INSTRUÇÕES DA TAREFA:
Redimensione um trecho dos dados abaixo: comece na linha que contém "of the potted" e vá até o fim dos dados, incluindo as duas pontas. Reescreva todas essas linhas, sem omitir nenhuma, multiplicando por 0,5 cada coordenada das respostas e arredondando para números inteiros, com as metades arredondadas para cima.

^^^^^^^^

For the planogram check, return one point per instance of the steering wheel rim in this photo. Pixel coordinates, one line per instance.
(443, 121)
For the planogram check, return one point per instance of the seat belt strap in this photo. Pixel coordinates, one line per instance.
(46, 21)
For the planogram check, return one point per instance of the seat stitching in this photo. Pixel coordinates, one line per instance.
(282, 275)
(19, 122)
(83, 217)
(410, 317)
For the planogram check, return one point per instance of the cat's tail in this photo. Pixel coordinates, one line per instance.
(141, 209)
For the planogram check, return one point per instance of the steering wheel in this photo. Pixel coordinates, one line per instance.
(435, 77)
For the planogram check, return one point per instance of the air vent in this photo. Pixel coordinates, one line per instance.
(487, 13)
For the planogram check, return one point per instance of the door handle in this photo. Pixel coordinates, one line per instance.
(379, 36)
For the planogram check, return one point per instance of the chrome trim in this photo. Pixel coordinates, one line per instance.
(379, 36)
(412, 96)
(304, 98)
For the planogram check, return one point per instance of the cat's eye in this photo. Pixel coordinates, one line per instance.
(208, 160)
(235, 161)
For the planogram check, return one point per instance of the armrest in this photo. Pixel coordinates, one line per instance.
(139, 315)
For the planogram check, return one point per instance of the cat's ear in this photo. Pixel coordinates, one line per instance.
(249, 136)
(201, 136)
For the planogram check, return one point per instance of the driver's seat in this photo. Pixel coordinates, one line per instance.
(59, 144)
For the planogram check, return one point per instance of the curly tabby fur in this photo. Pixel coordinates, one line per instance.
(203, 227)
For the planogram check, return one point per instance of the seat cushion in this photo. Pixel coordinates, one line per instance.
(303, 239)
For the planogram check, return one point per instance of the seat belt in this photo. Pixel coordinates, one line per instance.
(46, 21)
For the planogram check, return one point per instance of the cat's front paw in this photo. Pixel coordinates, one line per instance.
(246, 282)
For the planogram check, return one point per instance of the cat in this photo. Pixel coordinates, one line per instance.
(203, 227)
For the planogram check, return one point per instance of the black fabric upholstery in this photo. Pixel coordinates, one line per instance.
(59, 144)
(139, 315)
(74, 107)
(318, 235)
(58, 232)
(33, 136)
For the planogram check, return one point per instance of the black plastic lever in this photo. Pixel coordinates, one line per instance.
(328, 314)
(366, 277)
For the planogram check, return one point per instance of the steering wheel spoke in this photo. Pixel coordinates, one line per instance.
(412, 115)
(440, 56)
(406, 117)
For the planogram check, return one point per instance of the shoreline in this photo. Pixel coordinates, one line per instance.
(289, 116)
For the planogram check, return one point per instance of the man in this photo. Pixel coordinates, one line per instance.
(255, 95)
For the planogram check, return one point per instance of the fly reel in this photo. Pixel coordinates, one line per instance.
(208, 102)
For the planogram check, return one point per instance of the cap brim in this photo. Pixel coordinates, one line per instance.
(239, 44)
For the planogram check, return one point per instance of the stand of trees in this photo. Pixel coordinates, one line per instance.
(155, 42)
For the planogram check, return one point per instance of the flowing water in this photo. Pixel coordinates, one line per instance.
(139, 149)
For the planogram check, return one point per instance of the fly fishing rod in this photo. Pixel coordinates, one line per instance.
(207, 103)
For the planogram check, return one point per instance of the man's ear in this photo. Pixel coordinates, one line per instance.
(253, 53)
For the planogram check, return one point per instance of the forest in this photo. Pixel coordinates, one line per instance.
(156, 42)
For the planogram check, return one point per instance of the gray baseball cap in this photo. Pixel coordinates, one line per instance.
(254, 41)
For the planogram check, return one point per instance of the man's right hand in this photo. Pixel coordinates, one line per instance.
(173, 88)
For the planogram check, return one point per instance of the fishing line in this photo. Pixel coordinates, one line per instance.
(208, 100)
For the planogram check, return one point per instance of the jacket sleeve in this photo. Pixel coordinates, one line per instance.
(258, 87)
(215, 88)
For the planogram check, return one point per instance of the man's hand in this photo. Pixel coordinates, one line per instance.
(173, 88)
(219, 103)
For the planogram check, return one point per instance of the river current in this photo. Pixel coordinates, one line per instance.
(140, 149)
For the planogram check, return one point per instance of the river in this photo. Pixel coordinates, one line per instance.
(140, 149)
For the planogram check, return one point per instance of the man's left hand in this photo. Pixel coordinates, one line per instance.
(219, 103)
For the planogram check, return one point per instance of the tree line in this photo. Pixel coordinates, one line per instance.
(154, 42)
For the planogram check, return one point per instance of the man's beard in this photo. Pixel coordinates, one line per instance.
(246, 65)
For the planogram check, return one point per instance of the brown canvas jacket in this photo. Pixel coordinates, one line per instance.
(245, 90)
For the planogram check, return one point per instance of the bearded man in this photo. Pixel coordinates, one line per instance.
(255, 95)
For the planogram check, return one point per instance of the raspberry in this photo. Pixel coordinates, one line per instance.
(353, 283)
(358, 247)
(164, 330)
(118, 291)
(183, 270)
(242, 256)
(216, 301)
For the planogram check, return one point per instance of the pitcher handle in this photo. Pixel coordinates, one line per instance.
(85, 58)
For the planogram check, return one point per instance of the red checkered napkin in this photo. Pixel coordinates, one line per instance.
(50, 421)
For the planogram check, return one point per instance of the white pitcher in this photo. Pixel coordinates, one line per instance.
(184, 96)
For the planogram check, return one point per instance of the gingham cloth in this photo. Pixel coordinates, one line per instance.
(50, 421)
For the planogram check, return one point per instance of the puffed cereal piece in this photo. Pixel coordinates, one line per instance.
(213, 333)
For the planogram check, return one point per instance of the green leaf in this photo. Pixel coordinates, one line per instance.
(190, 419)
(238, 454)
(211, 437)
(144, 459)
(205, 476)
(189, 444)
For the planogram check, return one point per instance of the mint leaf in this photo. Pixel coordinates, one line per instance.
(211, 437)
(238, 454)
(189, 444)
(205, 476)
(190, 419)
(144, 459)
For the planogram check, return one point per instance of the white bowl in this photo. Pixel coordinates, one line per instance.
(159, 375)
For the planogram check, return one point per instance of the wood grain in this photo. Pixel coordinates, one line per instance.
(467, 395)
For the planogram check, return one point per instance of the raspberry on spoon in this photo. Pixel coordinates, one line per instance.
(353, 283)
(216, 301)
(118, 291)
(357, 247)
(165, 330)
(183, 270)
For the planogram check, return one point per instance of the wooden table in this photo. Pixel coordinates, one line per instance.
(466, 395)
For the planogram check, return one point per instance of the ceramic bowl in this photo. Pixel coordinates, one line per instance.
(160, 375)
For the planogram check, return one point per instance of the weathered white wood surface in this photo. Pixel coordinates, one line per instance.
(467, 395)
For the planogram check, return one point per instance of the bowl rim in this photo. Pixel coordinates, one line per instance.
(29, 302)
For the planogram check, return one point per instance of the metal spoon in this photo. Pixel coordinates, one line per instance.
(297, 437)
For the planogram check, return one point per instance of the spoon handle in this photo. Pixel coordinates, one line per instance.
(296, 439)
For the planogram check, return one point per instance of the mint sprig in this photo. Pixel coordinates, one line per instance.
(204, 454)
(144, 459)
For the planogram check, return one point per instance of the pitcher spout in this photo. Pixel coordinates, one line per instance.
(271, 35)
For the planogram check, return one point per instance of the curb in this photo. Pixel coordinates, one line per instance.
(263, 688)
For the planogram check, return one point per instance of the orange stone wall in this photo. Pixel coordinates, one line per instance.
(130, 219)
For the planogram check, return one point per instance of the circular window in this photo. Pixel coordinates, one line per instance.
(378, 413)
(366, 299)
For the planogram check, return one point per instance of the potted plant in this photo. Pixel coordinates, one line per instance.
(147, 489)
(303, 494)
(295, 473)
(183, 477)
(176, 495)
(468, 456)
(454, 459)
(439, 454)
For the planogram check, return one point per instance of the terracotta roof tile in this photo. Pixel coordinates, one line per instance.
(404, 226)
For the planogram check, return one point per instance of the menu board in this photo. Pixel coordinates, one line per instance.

^^^^^^^^

RESULTADO ABAIXO:
For the planogram check, return one point per instance of the potted plant in this photo. Pixel coordinates, one line per instance.
(74, 245)
(152, 247)
(148, 237)
(92, 239)
(88, 248)
(234, 228)
(227, 230)
(220, 227)
For the planogram check, return one point per instance of the terracotta roof tile in this photo. Pixel coordinates, one line per instance.
(202, 113)
For the planogram check, return one point per instance of the menu board in this photo. Pixel coordinates, one line per instance.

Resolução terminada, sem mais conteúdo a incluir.